> _Information provided_
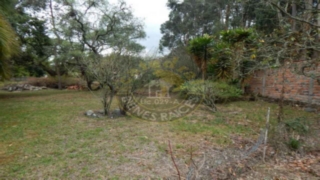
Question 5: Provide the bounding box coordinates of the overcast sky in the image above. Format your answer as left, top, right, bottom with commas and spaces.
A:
110, 0, 169, 53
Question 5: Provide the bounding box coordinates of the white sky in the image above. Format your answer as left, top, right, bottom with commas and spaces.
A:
109, 0, 169, 53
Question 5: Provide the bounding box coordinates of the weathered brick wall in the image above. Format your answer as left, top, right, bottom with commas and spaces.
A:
248, 62, 320, 105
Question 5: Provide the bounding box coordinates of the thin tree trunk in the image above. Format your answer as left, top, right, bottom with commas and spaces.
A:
291, 2, 297, 32
49, 0, 62, 90
277, 2, 283, 26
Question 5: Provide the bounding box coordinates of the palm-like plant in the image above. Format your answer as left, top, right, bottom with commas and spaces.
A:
0, 15, 19, 80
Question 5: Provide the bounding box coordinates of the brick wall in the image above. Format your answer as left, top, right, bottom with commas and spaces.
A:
248, 62, 320, 105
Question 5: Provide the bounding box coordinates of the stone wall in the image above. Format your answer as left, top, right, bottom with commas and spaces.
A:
248, 62, 320, 105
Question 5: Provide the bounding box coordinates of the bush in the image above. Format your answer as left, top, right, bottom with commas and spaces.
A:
180, 80, 242, 112
180, 80, 242, 102
26, 77, 84, 88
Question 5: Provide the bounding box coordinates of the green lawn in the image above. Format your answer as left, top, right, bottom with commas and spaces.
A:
0, 90, 317, 179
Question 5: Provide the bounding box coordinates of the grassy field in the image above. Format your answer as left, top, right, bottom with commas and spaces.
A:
0, 90, 318, 179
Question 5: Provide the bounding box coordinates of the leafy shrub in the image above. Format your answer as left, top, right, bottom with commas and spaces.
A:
288, 138, 301, 150
26, 77, 84, 88
180, 80, 242, 101
285, 118, 309, 134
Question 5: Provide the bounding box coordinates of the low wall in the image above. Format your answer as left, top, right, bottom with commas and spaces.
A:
248, 62, 320, 105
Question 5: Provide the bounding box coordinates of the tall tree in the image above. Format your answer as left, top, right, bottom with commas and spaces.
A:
0, 14, 19, 80
160, 0, 224, 49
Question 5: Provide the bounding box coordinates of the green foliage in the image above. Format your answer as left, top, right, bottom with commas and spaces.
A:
160, 0, 225, 49
0, 14, 19, 80
285, 118, 309, 134
220, 28, 255, 45
180, 80, 242, 101
188, 35, 213, 57
208, 42, 233, 80
288, 138, 301, 150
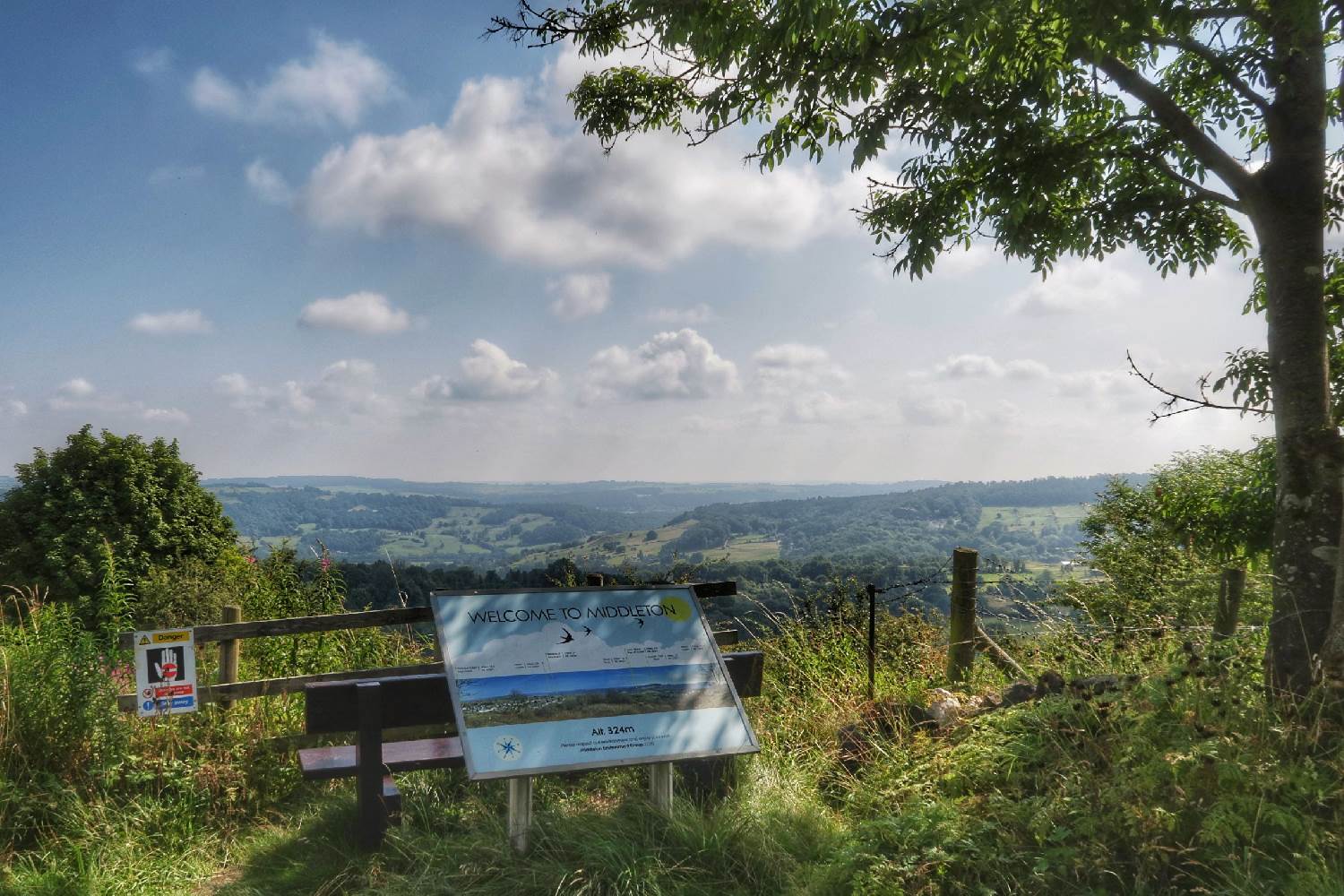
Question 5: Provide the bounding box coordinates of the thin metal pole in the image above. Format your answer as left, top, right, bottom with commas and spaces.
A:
868, 582, 878, 702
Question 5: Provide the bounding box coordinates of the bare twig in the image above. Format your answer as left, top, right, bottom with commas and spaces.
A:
1125, 352, 1274, 423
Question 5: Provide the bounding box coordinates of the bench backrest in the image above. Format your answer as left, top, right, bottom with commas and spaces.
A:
304, 650, 765, 735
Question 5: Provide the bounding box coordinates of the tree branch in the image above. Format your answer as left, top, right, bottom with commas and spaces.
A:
1125, 352, 1274, 423
1145, 156, 1246, 212
1083, 51, 1254, 197
1150, 38, 1271, 114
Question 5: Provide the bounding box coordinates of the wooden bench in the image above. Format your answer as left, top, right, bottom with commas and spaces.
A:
298, 650, 765, 849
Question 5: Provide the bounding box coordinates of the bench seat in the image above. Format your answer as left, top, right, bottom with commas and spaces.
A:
298, 737, 465, 780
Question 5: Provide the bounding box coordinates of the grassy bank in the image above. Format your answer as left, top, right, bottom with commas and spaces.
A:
0, 572, 1344, 896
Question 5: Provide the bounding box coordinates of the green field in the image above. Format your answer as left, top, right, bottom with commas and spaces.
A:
513, 520, 780, 567
980, 504, 1088, 532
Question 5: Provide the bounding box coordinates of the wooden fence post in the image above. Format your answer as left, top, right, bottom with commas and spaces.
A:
220, 603, 244, 710
948, 548, 980, 684
1214, 567, 1246, 641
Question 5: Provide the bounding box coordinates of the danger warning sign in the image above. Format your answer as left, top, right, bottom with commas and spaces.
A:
134, 629, 199, 716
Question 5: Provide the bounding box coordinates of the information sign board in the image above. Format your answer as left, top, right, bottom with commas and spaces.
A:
430, 586, 760, 780
134, 629, 198, 716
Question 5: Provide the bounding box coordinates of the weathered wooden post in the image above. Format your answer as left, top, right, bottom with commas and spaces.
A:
220, 603, 244, 710
1214, 567, 1246, 641
948, 548, 980, 684
650, 762, 672, 815
355, 681, 387, 849
508, 777, 532, 853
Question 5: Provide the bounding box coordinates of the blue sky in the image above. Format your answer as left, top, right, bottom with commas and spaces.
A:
0, 3, 1263, 481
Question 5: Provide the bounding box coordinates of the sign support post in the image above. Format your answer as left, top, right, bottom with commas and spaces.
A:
650, 762, 672, 815
508, 775, 532, 853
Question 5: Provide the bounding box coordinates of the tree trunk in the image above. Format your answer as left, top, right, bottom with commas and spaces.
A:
1247, 0, 1341, 697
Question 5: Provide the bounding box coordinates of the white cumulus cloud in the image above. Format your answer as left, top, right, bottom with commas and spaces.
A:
298, 293, 411, 334
131, 47, 172, 78
300, 51, 863, 267
752, 342, 849, 392
1008, 262, 1139, 317
245, 159, 295, 205
126, 307, 215, 336
583, 328, 739, 401
933, 355, 1050, 380
650, 302, 714, 326
215, 358, 397, 422
56, 376, 97, 398
187, 32, 398, 127
546, 274, 612, 321
413, 339, 558, 401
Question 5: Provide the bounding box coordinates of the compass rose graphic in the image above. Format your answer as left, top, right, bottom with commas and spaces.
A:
495, 735, 523, 762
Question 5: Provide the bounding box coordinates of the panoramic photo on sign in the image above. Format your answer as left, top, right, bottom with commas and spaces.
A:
134, 629, 198, 716
432, 586, 758, 780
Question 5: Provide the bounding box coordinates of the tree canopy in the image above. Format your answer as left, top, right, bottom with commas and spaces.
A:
0, 426, 236, 598
495, 0, 1344, 694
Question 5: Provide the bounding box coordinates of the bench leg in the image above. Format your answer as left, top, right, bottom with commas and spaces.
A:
355, 681, 387, 849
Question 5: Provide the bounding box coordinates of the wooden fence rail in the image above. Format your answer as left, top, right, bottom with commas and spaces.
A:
117, 582, 738, 712
117, 582, 738, 651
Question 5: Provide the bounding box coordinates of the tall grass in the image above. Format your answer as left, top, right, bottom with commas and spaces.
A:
0, 555, 1344, 896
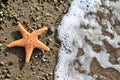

> _Work to do_
Pull out each line of the records above that contains the word "grassy", copying those lines in the order they appear.

> _Finished exercise_
Question 5: Provide the bounding box coordinates of the grassy field in the image above. Format your answer as left, top, right, bottom with commas and spaces.
Question 5: Provide the bounding box coordinates of the grassy bank in the image above. Format your answer as left, top, right, bottom with commas and spaces.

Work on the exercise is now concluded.